### WHAT YOU SHOULD DO:
Restate every entry word for word.

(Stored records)
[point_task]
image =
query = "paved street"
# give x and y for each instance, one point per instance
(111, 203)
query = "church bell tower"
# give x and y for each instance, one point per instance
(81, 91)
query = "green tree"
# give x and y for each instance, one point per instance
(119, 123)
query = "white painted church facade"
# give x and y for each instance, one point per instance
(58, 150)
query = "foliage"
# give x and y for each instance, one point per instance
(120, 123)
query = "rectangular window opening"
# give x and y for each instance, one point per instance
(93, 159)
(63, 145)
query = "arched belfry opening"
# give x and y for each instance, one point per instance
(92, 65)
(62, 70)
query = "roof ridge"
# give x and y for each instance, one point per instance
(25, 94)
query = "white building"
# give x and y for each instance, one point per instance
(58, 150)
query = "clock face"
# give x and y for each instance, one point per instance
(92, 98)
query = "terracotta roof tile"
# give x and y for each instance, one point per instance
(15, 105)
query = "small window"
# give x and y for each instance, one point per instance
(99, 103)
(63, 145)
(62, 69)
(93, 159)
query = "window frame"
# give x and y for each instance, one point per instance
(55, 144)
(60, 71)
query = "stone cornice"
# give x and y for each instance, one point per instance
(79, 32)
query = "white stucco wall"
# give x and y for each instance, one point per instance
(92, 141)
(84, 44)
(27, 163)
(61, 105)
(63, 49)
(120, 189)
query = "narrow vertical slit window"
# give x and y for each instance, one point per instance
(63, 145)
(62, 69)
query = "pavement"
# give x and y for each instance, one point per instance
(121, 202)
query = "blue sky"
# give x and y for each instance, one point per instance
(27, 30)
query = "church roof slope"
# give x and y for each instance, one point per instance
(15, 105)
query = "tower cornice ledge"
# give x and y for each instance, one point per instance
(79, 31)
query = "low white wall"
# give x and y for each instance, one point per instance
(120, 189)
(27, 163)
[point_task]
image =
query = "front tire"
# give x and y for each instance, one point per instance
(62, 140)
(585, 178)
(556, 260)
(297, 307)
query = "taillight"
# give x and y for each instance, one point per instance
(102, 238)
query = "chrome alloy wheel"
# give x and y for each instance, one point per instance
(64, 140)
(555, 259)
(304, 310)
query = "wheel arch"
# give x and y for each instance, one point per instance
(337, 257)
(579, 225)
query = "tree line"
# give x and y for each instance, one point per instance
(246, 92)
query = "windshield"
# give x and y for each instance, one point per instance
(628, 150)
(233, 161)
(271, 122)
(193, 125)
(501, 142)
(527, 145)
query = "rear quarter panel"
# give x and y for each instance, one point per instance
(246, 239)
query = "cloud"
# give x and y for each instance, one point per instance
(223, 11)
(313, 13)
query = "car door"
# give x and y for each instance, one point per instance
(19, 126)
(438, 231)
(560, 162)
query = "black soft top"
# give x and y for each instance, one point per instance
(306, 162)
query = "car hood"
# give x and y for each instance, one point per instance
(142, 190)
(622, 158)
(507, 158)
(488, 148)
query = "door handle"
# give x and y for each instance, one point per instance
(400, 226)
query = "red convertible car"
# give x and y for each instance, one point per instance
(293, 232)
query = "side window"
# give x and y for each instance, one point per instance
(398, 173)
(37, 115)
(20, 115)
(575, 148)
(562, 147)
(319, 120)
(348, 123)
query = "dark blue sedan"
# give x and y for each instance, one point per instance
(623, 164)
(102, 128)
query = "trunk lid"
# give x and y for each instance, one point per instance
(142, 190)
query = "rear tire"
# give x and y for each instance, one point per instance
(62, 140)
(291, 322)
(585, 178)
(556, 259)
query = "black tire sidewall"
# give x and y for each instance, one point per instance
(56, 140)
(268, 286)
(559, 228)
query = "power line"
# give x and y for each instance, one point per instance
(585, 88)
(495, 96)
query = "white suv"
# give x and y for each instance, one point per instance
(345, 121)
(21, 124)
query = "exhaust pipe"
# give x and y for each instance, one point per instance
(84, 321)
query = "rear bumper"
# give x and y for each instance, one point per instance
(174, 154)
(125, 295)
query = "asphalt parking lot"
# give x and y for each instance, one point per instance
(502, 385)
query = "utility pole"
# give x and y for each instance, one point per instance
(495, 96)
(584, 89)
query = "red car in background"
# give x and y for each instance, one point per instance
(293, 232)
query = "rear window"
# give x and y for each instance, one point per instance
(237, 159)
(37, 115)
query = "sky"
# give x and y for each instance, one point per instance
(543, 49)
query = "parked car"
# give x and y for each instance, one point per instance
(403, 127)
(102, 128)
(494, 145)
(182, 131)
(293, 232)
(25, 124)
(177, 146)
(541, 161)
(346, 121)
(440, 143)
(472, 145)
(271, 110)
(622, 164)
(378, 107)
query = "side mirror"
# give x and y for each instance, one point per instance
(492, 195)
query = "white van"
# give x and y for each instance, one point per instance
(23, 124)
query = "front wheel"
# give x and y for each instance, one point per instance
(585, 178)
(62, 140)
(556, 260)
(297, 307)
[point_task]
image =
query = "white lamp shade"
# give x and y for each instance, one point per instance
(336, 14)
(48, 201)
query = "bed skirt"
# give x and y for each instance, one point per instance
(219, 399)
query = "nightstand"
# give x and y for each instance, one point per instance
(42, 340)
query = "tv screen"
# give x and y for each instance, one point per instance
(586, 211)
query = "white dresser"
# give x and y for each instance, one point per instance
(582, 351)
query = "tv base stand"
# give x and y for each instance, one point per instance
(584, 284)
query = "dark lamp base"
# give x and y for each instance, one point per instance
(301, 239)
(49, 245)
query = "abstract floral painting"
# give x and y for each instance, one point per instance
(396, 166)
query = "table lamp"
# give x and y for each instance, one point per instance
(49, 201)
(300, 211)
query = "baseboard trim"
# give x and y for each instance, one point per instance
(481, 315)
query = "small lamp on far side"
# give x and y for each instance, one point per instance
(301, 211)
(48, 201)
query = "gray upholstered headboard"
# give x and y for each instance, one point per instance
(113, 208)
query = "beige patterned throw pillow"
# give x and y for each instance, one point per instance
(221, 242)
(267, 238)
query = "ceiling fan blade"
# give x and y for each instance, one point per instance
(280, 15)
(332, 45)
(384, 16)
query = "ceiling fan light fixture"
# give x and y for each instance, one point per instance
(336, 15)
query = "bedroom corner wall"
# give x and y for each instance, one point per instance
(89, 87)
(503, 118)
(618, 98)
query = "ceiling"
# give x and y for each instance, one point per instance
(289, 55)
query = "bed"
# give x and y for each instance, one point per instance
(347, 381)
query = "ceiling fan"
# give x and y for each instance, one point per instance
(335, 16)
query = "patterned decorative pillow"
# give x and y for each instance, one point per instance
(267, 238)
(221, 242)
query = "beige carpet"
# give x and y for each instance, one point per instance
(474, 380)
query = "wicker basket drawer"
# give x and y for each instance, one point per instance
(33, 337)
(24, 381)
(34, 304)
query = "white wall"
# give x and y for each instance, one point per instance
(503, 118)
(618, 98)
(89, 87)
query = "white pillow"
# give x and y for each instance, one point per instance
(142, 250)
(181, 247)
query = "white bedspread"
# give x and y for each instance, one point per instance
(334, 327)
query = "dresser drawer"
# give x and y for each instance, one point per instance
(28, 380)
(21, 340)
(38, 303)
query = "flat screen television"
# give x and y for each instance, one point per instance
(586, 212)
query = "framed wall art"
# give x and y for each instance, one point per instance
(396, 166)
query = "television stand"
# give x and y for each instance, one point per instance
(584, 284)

### EXERCISE SOLUTION:
[point_task]
image =
query = "paved street"
# give x and y for each instance, one point per instance
(111, 203)
query = "church bell tower"
# give x and y for each instance, one point per instance
(81, 91)
query = "green tree"
# give x and y for each instance, one point per instance
(119, 123)
query = "white painted church facade"
# give x and y for each instance, one point per instance
(58, 150)
query = "foliage"
# give x and y for each instance, one point per instance
(120, 123)
query = "rectangular window opening"
# give x and y for each instance, one point per instance
(93, 159)
(63, 145)
query = "arched belfry opening"
# give x and y for each instance, one point per instance
(92, 65)
(62, 70)
query = "roof ridge"
# give x and y for each instance, one point per instance
(25, 94)
query = "white building"
# give x and y for each instance, one point per instance
(58, 150)
query = "clock face"
# give x and y for each instance, one point per instance
(92, 98)
query = "terracotta roof tile"
# give x and y for each instance, one point per instance
(15, 105)
query = "small window"
# give x and y for each instance, one point per instance
(99, 103)
(63, 145)
(62, 69)
(93, 159)
query = "window frame"
# give x and y for each instance, one point per instance
(55, 144)
(60, 71)
query = "stone cornice"
# give x and y for each instance, one point per instance
(79, 32)
query = "white stucco wall"
# give x and y for each instance, one point per instance
(92, 141)
(84, 44)
(27, 163)
(61, 105)
(63, 49)
(120, 189)
query = "narrow vertical slit window"
# give x and y for each instance, one point per instance
(63, 145)
(62, 69)
query = "pavement"
# give x and y for each instance, one point per instance
(121, 202)
query = "blue sky"
# give x and y for each instance, one point per instance
(27, 30)
query = "church roof slope"
# give x and y for each instance, one point per instance
(15, 105)
query = "tower cornice ledge"
# give x and y for each instance, one point per instance
(79, 31)
query = "low white wall"
# give x and y for each instance, one point per instance
(120, 189)
(27, 163)
[point_task]
image =
query = "front tire"
# give x and y for each instance, one point per instance
(62, 140)
(585, 178)
(556, 260)
(297, 307)
query = "taillight"
# give x and y for each instance, one point per instance
(102, 238)
query = "chrome alloy wheel"
# give x and y for each instance, one point per instance
(64, 140)
(555, 259)
(304, 310)
query = "wheel arch"
# give x and y for each instance, one point per instance
(337, 257)
(579, 225)
query = "tree line"
# give x and y for each instance, one point per instance
(246, 92)
query = "windshield"
# give x and y for each instance, one point per instance
(628, 150)
(233, 161)
(271, 122)
(193, 125)
(501, 142)
(527, 145)
query = "rear quarter panel"
# give x and y for each instance, one point per instance
(246, 239)
query = "cloud"
# give x and y for each instance, one point per instance
(223, 11)
(313, 13)
query = "car door"
# give x and y for each instance, one point per instance
(19, 126)
(438, 231)
(560, 162)
query = "black soft top"
# give x and y for each instance, one point per instance
(306, 162)
query = "car hood"
# give x and y for each instance, one point per instance
(142, 190)
(622, 158)
(507, 158)
(488, 148)
query = "door handle"
# give x and y for each instance, one point per instance
(400, 226)
query = "red convertible car"
# give x and y for each instance, one point per instance
(293, 232)
query = "side window"
# give x and y for each instance, one point per instance
(398, 173)
(37, 115)
(20, 115)
(575, 148)
(562, 147)
(319, 120)
(348, 123)
query = "dark blue sedan"
# give x and y for each instance, one point per instance
(623, 164)
(102, 128)
query = "trunk lid"
# give x and y for each instance, one point per instance
(142, 190)
query = "rear tire"
# give x and y for each instance, one point per instance
(62, 140)
(291, 322)
(585, 178)
(556, 259)
query = "black tire sidewall"
# give x and y for each instance, one point per instance
(56, 140)
(268, 286)
(559, 228)
query = "power line"
# give x and y for each instance, one point per instance
(585, 88)
(495, 96)
query = "white suv"
# give x and y for each instance, one point per instance
(345, 121)
(21, 124)
query = "exhaust pipe"
# give x and y for each instance, one point per instance
(84, 321)
query = "rear bumper"
# give x and y for each instance, one point per instance
(174, 154)
(125, 295)
query = "asphalt parking lot"
# give x and y for each instance, one point per instance
(502, 385)
query = "utility pole"
# give x and y for each instance, one point per instance
(495, 96)
(584, 89)
query = "red car in background"
# give x and y for each instance, one point per instance
(293, 232)
query = "rear window"
# give x and y for each instance, one point per instance
(237, 159)
(37, 115)
query = "sky"
# give x and y for each instance, one point per instance
(543, 49)
query = "parked car"
# give x and y for each instance, one point per instance
(403, 127)
(102, 128)
(494, 145)
(182, 131)
(293, 232)
(25, 124)
(177, 146)
(541, 161)
(346, 121)
(440, 143)
(472, 145)
(271, 110)
(622, 164)
(378, 107)
query = "side mirror"
# give x and y for each instance, one point per instance
(492, 195)
query = "white van"
# give x and y for each instance, one point per instance
(23, 124)
query = "front wheel"
# give x and y for each instance, one point per instance
(585, 178)
(62, 140)
(556, 260)
(297, 307)
[point_task]
image =
query = "white lamp shade"
# give x and y for each instance, one point per instance
(336, 14)
(48, 201)
query = "bed skirt"
# give x and y for each instance, one point per instance
(219, 399)
query = "nightstand"
# give x and y for each instance, one point per instance
(42, 340)
query = "tv screen"
# give x and y for each instance, one point per instance
(586, 211)
query = "white dresser"
# give x and y for each instance, one point per instance
(582, 351)
query = "tv base stand"
# give x and y for each instance, one point per instance
(584, 284)
query = "dark lamp base"
# give x and y for each instance, one point per instance
(301, 239)
(49, 245)
query = "abstract floral painting"
# give x and y for each instance, one point per instance
(396, 166)
query = "table lamp"
# give x and y for each instance, one point per instance
(49, 201)
(300, 211)
query = "baseboard trim"
# give x and y for each instance, one point per instance
(481, 315)
query = "small lamp on far side"
# give x and y for each instance, one point per instance
(301, 211)
(48, 201)
query = "gray upholstered headboard"
# give x and y for each instance, one point per instance
(113, 208)
query = "beige patterned throw pillow"
# give x and y for each instance, one point per instance
(221, 242)
(267, 238)
query = "ceiling fan blade"
# give x and y for each instance, one point per instance
(280, 15)
(332, 45)
(384, 16)
query = "ceiling fan light fixture"
# give x and y for each instance, one point per instance
(336, 15)
query = "bedroom corner wall"
# give x and y for each instance, one point per instance
(89, 87)
(503, 118)
(618, 98)
query = "ceiling"
# give x and y for each instance, one point per instance
(289, 55)
query = "bed"
# give x and y for each instance, one point per instance
(347, 381)
query = "ceiling fan"
# give x and y for each instance, one point per instance
(335, 16)
query = "patterned decorative pillow"
# give x and y for each instance, one point per instance
(267, 238)
(221, 242)
query = "beige carpet"
# give x and y for each instance, one point per instance
(474, 380)
query = "wicker basket drawer"
# give x and y for each instance, one point per instance
(33, 337)
(24, 381)
(34, 304)
query = "white wall"
# give x and y for each instance, one point per instance
(503, 118)
(618, 98)
(89, 87)
query = "white pillow"
# give x and y for each instance, one point per instance
(142, 250)
(181, 247)
query = "white bedspread"
# give x and y for each instance, one point per instance
(334, 327)
query = "dresser drawer"
# give x and y for each instance, one point per instance
(28, 380)
(21, 340)
(38, 303)
query = "flat screen television"
# give x and y for each instance, one point per instance
(586, 212)
query = "framed wall art"
# give x and y for each instance, one point per instance
(396, 166)
query = "television stand"
# give x and y for each instance, one point per instance
(584, 284)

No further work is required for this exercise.